TASK INSTRUCTIONS | Gather every line of the data below that contains the string "fabric", copying each one in full. Case counts, so match only that exact capitalization.

** Start ENTRIES PROVIDED **

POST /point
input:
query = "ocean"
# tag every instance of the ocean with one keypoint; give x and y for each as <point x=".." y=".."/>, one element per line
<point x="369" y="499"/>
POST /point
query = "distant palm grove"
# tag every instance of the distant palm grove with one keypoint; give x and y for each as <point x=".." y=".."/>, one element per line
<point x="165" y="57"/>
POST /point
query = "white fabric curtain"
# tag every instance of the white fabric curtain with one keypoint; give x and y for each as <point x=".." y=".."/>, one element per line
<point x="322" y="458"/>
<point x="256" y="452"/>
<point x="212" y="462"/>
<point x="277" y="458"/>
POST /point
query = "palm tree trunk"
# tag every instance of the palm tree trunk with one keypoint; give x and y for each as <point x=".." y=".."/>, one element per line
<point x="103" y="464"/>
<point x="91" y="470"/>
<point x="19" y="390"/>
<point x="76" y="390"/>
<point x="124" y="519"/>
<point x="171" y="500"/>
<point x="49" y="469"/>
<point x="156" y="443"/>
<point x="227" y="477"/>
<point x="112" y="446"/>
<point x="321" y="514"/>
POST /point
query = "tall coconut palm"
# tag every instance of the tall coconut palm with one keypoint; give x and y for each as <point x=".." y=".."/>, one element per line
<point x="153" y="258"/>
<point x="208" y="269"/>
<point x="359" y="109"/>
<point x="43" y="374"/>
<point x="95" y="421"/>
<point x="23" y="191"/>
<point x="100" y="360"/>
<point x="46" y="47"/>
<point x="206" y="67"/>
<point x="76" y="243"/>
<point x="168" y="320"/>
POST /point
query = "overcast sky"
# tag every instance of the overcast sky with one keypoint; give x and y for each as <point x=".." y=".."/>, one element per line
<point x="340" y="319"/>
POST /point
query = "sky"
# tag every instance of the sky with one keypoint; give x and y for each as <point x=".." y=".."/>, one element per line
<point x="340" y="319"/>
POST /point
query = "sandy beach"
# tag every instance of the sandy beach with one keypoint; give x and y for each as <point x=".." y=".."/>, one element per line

** End ENTRIES PROVIDED **

ANSWER TO THE EXERCISE |
query = "white fabric curtain"
# tag every instance of the white fabric curtain with one keypoint; give x and y for each as <point x=".." y=".."/>, one element per line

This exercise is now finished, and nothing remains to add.